■ **练习题目 A**
请列出这篇关于从PPStream缓存文件中提取影片的文章里，代码中以“import”开头的各行所导入的全部模块名。

■ **文章原文**
CppLive 编程在线 » Blog Archive » 从PPStream的缓存文件中提取影片

从PPStream的缓存文件中提取影片

作者 CppLive | 发表于 2011-07-30

您在PPStream上完整看下来的影片在本地是有缓存的，缓存文件大小1G。Windows下的缓存文件名是ppsds.pgf，位置可以通过打开PPStream，在“工具–>选项–>点播服务–>缓存文件管理”里面找到。Ubuntu下的缓存文件名是ems.cache，位置为“~/.pps/datacache”，注意‘~’代表家目录，“.pps”是一个隐藏的文件夹。您最近观看的影片都能从缓存文件中提取成能够正常播放的视频，下面分别介绍Windows和Ubuntu下提取视频的办法。

Windows下可从http://download.csdn.net/source/1292410下载压缩包，里面详细介绍了提取影片的办法，不仅有现成的可执行程序，还有源代码供您参考，这里就不做详细介绍了。

Linux下也是参考了Windows上的实现方式，不过不是用的C语言，而是用Python代码实现的，由于Python具有很好的跨平台性，所以如果您发现Windows上的C语言提取程序已经失效了，不妨也试试下面这段Python代码。

import re
import sys
import imp
import codecs
import logging
import os
import mmap

from struct import unpack_from
from urllib.parse import unquote
from itertools import takewhile

logging.basicConfig(level=logging.INFO,
		format='%(levelname)s %(lineno)d | %(message)s',
		datefmt='%H:%M:%S')

MAXCACHEIDX=1024**3
INFOBLOCK=1616
DATABLOCK=1024**2*2
BLOCK=INFOBLOCK+DATABLOCK

def _getFileInfo(cacheFile):
	ret={}
	with open(cacheFile,'rb') as f:
		mf=mmap.mmap(f.fileno(),0,prot=mmap.PROT_READ)
		firstIDX=1073656324
		idx=firstIDX
		cnt=0

		while idx < MAXCACHEIDX:
			# get 20bytes hash string
			hashid=''.join('%X'%x for x in mf[idx+4:idx+4+20])
			# get number of idxpost items
			nr_idxpos=unpack_from('<L',mf,idx+4+20)[0]
			# get idxpost items
			idxpos=unpack_from('<%s'%('L'*nr_idxpos,),mf,idx+0x11c)
			# get filename
			dataBgn=idx+8476
			cnt+=1
			n=''.join(chr(x) for x in takewhile(lambda x:x!=0,mf[dataBgn:dataBgn+96]))
			n=unquote(n,'gbk')
			if n in ret:
				assert ret[n]['hashid']==hashid
				assert ret[n]['blkall']==blkall
				idx+=9500
				continue
			# get blocks number
			blkall=unpack_from('<L',mf,idx+8476+0x104)[0]
			logging.debug('%d) find filename %s at %d',cnt,n,dataBgn)
			logging.debug('\thash=%s',hashid)

■ **练习题目 B**
把下方列表放进一个两列CSV，列名分别为“内容”和“答案”，每条占一行，两项各放在一个带引号的字段里，换行改成空格。列表中的所有条目都要收录，图片不放进答案。

■ **数据摘录**
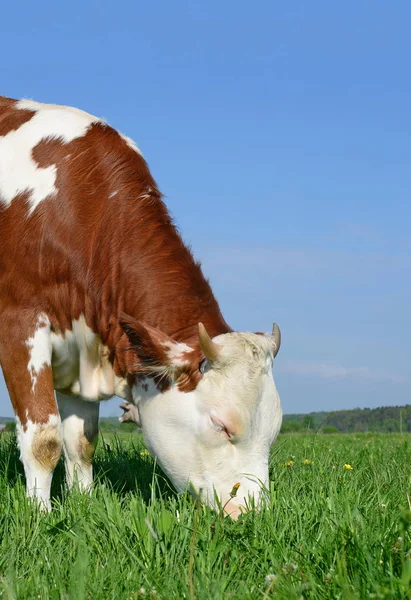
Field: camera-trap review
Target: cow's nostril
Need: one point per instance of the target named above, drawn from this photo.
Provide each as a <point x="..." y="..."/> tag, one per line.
<point x="234" y="510"/>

■ **参考解答 A**
re、sys、imp、codecs、logging、os、mmap

■ **参考解答 B**
内容,答案
"Field: camera-trap review Target: cow's nostril Need: one point per instance of the target named above, drawn from this photo. Provide each as a <point x=""..."" y=""...""/> tag, one per line.","<point x=""234"" y=""510""/>"